WHAT THE TASK REQUIRES -> Go through the records and extract every line with the word "below".

***** PROVIDED RECORDS

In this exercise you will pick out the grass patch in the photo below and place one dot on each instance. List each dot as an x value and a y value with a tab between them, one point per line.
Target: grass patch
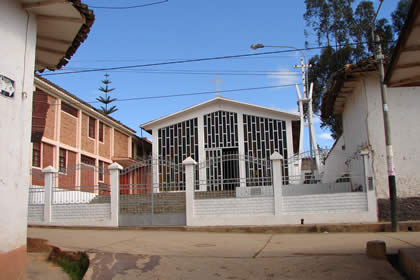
76	269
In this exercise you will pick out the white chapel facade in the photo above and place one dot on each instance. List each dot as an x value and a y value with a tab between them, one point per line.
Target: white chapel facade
221	127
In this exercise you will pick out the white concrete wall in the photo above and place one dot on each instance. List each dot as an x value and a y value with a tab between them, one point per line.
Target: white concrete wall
17	58
405	126
95	214
338	202
363	127
236	108
320	188
256	206
95	211
335	163
35	213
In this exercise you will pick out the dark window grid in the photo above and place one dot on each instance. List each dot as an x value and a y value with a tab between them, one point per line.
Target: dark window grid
36	155
69	109
92	127
101	171
101	132
62	160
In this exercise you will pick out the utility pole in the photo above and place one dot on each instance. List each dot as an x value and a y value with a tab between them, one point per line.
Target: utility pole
305	107
388	140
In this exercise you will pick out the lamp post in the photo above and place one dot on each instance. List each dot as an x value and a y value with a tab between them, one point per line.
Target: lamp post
307	100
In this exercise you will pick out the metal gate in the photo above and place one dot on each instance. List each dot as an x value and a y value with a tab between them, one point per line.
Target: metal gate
152	193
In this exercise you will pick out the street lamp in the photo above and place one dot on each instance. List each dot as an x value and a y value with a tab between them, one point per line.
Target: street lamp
306	99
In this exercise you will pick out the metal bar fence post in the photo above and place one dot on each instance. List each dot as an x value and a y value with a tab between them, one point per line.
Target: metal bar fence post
115	169
392	185
276	159
48	197
189	164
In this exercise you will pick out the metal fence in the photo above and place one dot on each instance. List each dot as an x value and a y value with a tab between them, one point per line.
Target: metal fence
223	177
36	188
145	200
81	184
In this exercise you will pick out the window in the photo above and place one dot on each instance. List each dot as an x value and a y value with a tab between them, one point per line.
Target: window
68	109
92	127
63	160
36	154
101	171
101	132
87	160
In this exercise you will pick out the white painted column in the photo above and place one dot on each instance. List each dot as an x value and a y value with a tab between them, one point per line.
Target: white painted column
241	150
189	164
48	192
201	153
277	182
79	148
155	161
115	169
370	192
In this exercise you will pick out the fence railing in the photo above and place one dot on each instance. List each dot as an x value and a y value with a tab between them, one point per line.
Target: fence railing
36	195
62	201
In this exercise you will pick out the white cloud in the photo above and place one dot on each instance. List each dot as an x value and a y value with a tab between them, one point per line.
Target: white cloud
283	77
325	136
316	119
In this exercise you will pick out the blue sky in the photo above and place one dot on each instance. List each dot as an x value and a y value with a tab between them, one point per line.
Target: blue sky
180	29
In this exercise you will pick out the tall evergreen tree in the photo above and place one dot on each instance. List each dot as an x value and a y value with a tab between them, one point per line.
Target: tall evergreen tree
399	15
106	100
347	37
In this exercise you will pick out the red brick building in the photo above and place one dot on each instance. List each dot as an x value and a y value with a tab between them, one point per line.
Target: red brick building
68	133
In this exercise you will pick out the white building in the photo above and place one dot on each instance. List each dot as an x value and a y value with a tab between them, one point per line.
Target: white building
222	128
354	93
36	34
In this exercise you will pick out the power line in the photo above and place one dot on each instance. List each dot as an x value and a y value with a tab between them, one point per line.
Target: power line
191	60
129	7
180	94
172	62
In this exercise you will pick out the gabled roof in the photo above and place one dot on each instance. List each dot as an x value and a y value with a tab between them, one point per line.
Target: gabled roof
217	100
404	68
62	26
341	84
77	102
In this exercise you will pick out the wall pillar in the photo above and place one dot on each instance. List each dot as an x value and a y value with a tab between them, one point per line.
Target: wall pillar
48	192
115	169
189	164
276	169
368	187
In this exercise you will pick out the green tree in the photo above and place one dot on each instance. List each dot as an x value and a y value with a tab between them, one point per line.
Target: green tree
106	100
347	34
399	15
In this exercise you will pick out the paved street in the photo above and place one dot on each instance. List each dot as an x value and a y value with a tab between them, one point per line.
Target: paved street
131	254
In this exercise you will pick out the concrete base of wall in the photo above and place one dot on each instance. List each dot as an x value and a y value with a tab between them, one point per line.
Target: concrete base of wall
13	263
294	219
408	209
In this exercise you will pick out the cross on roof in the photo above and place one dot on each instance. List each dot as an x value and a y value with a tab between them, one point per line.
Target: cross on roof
217	81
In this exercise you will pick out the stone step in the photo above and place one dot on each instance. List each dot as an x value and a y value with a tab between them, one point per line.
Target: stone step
409	262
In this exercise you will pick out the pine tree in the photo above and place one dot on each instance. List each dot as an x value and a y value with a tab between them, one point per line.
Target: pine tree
107	99
347	35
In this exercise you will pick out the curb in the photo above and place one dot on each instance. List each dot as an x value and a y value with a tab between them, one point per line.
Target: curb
410	226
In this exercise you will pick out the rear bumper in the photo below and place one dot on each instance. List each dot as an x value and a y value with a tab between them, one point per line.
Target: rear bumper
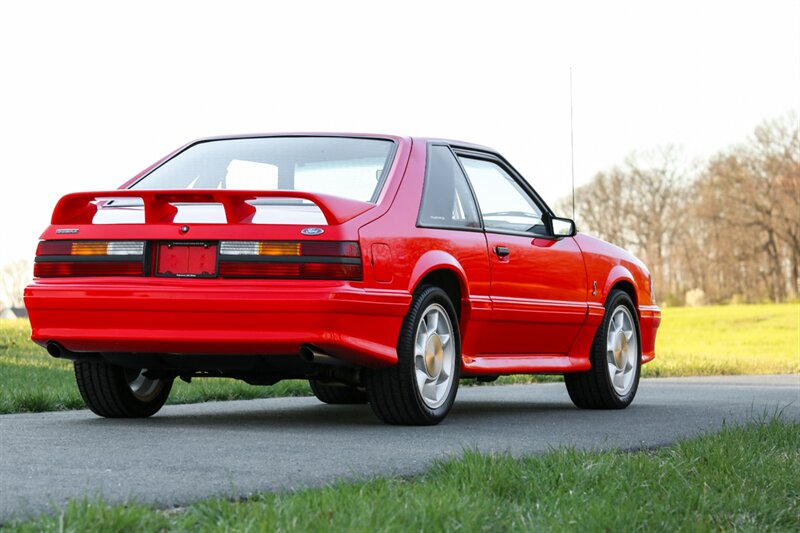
649	320
196	316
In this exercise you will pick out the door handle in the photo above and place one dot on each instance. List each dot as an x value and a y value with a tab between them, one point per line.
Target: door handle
502	251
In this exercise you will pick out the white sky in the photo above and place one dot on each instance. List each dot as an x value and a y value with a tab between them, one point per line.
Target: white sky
93	92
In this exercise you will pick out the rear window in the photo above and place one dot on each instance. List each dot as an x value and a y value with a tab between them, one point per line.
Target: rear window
341	166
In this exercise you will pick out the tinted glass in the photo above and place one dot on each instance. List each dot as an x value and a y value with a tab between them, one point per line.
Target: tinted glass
504	205
446	198
341	166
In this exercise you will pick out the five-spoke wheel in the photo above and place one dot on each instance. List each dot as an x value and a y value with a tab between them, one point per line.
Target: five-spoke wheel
116	392
421	388
616	359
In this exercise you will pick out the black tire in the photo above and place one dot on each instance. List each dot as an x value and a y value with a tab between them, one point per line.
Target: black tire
594	389
337	393
108	391
393	392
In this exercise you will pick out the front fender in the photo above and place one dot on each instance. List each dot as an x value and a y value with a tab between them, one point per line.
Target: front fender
617	274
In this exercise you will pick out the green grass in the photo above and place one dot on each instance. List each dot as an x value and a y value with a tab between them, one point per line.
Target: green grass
744	478
700	341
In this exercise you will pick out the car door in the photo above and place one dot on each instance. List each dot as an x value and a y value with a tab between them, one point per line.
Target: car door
538	282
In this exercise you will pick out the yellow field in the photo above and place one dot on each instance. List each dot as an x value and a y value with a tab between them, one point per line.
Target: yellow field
733	339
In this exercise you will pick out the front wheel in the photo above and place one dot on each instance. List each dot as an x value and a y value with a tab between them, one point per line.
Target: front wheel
421	388
116	392
616	359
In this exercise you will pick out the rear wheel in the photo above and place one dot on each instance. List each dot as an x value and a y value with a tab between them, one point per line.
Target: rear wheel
116	392
616	359
337	393
421	388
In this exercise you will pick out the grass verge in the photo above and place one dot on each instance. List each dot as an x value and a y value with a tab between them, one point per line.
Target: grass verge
700	341
744	478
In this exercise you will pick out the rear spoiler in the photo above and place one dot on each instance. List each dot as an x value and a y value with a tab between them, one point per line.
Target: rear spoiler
81	207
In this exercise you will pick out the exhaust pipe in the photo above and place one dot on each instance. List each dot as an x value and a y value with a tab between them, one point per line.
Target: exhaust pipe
59	352
55	349
311	354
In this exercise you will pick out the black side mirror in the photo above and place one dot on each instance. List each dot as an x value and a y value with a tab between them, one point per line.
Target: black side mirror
563	227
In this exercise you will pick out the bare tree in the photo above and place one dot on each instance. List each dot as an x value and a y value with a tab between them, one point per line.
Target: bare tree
14	276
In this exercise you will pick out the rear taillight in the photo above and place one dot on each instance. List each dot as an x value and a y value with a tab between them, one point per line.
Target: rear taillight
89	258
290	259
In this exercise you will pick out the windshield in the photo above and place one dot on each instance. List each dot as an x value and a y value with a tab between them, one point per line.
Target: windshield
341	166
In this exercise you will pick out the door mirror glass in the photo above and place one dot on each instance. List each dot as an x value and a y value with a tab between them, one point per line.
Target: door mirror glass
563	227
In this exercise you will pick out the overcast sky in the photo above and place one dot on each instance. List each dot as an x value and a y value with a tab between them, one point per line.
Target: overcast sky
92	92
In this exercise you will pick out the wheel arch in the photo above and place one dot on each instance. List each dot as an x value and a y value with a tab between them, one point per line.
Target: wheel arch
443	270
620	278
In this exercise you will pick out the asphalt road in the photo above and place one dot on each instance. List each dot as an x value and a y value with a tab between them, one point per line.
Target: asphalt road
190	452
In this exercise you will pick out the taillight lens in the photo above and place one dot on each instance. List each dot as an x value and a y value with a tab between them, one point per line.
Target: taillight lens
89	258
290	259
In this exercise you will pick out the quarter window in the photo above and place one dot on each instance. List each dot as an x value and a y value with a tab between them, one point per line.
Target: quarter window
504	205
446	199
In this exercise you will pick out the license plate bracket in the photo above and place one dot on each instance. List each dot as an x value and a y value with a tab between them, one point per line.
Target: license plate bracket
187	259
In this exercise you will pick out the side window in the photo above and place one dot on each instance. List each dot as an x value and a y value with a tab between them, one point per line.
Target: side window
446	199
504	205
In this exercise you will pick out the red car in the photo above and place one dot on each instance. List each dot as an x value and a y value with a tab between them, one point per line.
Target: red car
382	269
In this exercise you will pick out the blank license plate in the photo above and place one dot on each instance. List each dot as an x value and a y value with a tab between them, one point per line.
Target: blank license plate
187	260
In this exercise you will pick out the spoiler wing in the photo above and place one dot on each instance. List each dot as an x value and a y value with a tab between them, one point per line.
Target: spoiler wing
81	207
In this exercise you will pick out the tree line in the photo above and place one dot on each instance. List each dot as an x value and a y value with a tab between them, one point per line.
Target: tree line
726	230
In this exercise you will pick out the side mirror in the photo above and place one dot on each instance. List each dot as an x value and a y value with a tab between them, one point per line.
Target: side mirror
563	227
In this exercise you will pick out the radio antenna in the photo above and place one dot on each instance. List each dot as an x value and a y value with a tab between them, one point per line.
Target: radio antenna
571	144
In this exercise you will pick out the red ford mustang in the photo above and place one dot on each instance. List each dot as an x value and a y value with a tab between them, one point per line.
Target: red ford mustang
382	269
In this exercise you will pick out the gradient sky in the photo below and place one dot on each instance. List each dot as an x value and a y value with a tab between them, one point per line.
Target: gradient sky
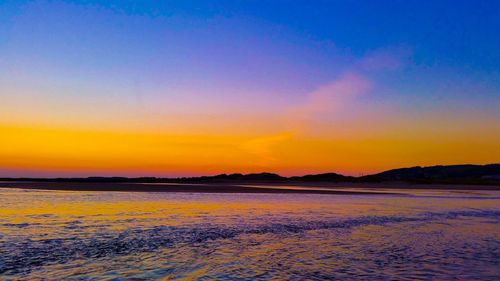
174	88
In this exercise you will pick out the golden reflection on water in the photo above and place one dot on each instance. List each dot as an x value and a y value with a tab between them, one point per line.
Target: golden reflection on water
242	235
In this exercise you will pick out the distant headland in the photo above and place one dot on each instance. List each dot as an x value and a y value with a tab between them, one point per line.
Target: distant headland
467	174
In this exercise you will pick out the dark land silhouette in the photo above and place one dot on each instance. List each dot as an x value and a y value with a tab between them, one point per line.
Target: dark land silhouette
457	177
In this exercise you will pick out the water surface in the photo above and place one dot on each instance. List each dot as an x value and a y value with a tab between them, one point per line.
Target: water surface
116	235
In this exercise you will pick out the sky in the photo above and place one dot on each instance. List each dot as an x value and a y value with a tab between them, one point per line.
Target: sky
186	88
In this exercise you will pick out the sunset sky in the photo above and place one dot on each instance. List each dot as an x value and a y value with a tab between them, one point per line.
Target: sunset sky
179	88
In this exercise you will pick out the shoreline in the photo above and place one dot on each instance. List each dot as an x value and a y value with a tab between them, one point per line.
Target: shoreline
182	187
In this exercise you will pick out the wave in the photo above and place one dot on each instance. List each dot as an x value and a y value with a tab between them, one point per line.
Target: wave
22	256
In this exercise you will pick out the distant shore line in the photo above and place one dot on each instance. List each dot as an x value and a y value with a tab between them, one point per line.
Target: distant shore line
393	188
174	187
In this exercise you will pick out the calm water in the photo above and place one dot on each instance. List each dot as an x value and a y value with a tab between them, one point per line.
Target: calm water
127	236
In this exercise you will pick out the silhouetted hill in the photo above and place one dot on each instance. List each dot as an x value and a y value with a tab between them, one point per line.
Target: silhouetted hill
327	177
236	177
452	174
442	174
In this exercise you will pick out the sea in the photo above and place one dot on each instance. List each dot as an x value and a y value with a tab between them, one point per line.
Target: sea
398	235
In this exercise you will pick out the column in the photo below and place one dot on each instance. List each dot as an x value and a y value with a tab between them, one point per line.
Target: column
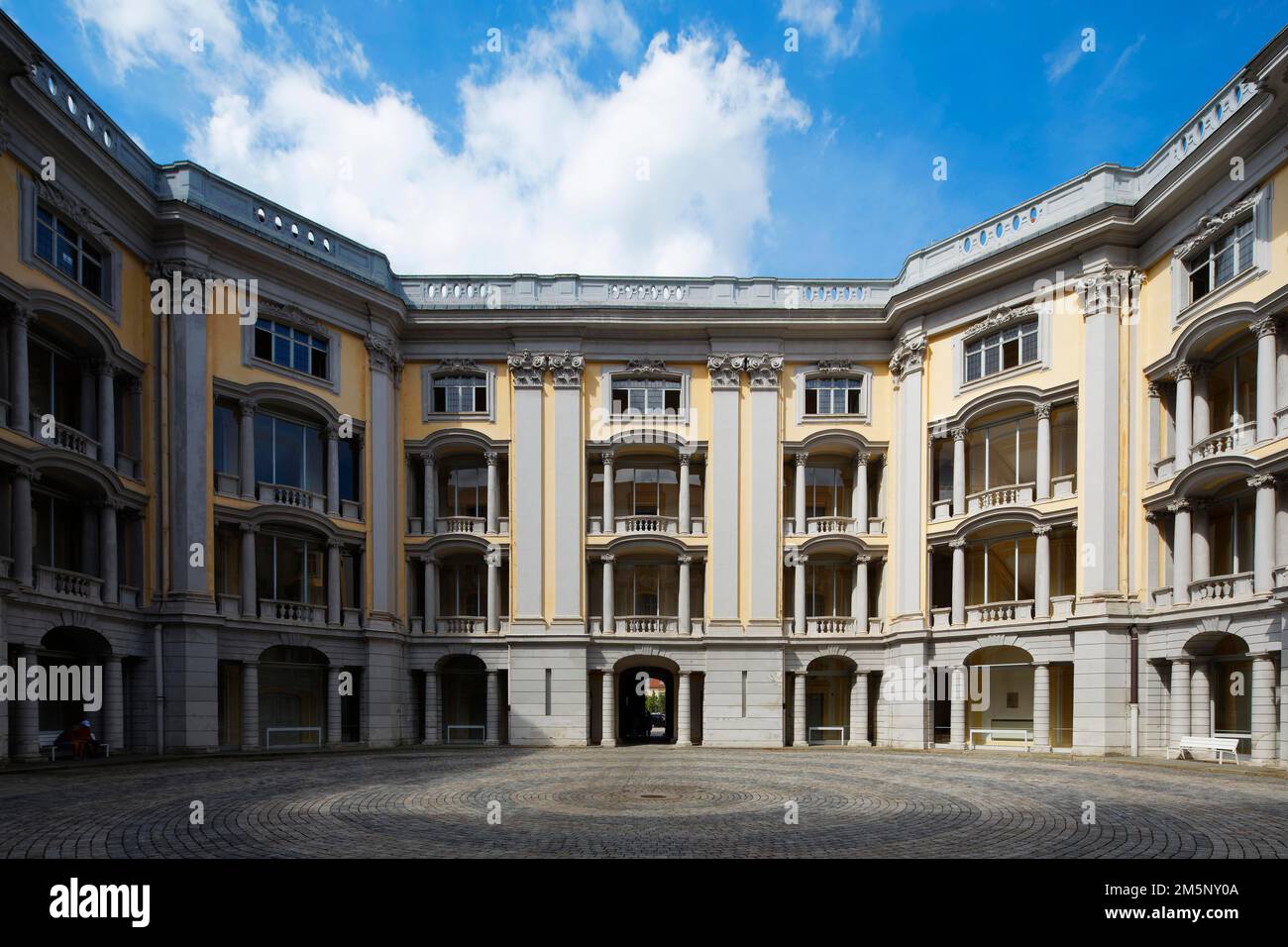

**********

ANSWER BOX ->
In this exercise you will pick out the grass patch in the photo below and place one dot on each instance. List each dot as an x value and a y value with a tab between them, one point per line.
In this exercise you will pick out the rear bumper in the photo below and place one dot on each instance. List each dot as an x value and a y value with a tab between them, one point per line.
In this exercise you will pick out the gradient sky in the photo below and place one dot on each instance. List each dot as an x value and a y value with a tab between them, one point per line.
In this exercise you will pick out the column in the photo below and place one dot on each instance. List each dot as an x value and a y value with a tab between them, one point per line.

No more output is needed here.